§ WHAT THIS TASK INVOLVES
Could you reproduce every line of the records below word for word, leaving the pictures out of your answer?

§ DATASET ENTRIES
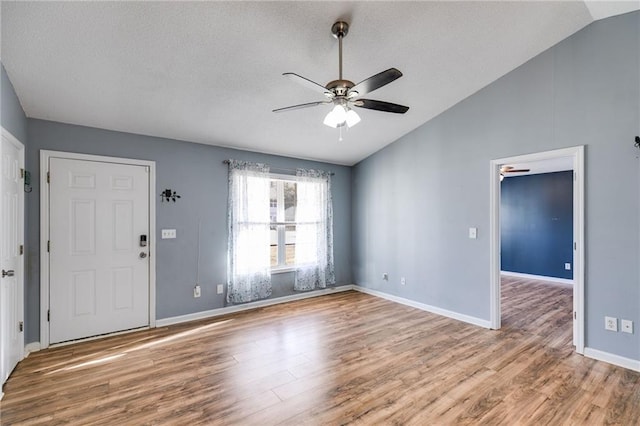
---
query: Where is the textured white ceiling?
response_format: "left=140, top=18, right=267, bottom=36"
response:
left=1, top=1, right=639, bottom=165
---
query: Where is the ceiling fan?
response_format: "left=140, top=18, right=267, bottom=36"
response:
left=273, top=21, right=409, bottom=132
left=500, top=166, right=531, bottom=181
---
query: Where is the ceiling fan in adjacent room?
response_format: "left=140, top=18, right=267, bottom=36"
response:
left=273, top=21, right=409, bottom=138
left=500, top=166, right=531, bottom=181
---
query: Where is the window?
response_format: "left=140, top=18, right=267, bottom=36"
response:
left=269, top=177, right=297, bottom=269
left=227, top=160, right=335, bottom=303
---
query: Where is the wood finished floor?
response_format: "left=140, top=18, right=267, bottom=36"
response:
left=0, top=279, right=640, bottom=425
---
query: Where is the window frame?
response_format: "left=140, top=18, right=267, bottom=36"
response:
left=269, top=173, right=298, bottom=274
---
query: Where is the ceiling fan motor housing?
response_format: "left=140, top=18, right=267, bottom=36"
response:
left=325, top=80, right=355, bottom=96
left=331, top=21, right=349, bottom=38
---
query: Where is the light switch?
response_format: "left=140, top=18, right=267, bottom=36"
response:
left=161, top=229, right=176, bottom=240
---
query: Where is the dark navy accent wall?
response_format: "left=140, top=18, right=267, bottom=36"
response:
left=500, top=171, right=573, bottom=279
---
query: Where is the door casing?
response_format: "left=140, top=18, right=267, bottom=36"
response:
left=40, top=150, right=156, bottom=349
left=489, top=145, right=585, bottom=354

§ THE REPLY
---
query: Where is the textured white ceiling?
response_format: "left=140, top=18, right=267, bottom=36"
response:
left=1, top=1, right=639, bottom=165
---
query: Where is the ceiling fan?
response_format: "left=140, top=18, right=267, bottom=36"
response:
left=273, top=21, right=409, bottom=132
left=500, top=166, right=531, bottom=181
---
query: Where is the ceiling fan in adjacent room?
response_format: "left=140, top=18, right=267, bottom=36"
response:
left=273, top=21, right=409, bottom=138
left=500, top=166, right=531, bottom=181
---
query: Where is the window?
response_format: "left=140, top=18, right=267, bottom=36"
response:
left=269, top=177, right=297, bottom=269
left=227, top=160, right=335, bottom=303
---
query: Where is the wood finished floor?
response_format: "left=140, top=18, right=267, bottom=36"
response:
left=0, top=279, right=640, bottom=425
---
query: Where is the window frame?
response_format: "left=140, top=18, right=267, bottom=36"
response:
left=269, top=173, right=298, bottom=274
---
query: Where is the ceiling fan motor housing?
response_format: "left=140, top=18, right=267, bottom=36"
response:
left=325, top=80, right=355, bottom=96
left=331, top=21, right=349, bottom=38
---
query: Where is the light switch?
response_format: "left=140, top=18, right=267, bottom=36"
response:
left=161, top=229, right=176, bottom=240
---
query: Where is the dark navy accent wall?
response_format: "left=140, top=18, right=267, bottom=36"
response:
left=500, top=171, right=573, bottom=279
---
query: Where is the door casing?
response_format: "left=140, top=18, right=267, bottom=36"
response:
left=40, top=150, right=156, bottom=349
left=489, top=145, right=585, bottom=354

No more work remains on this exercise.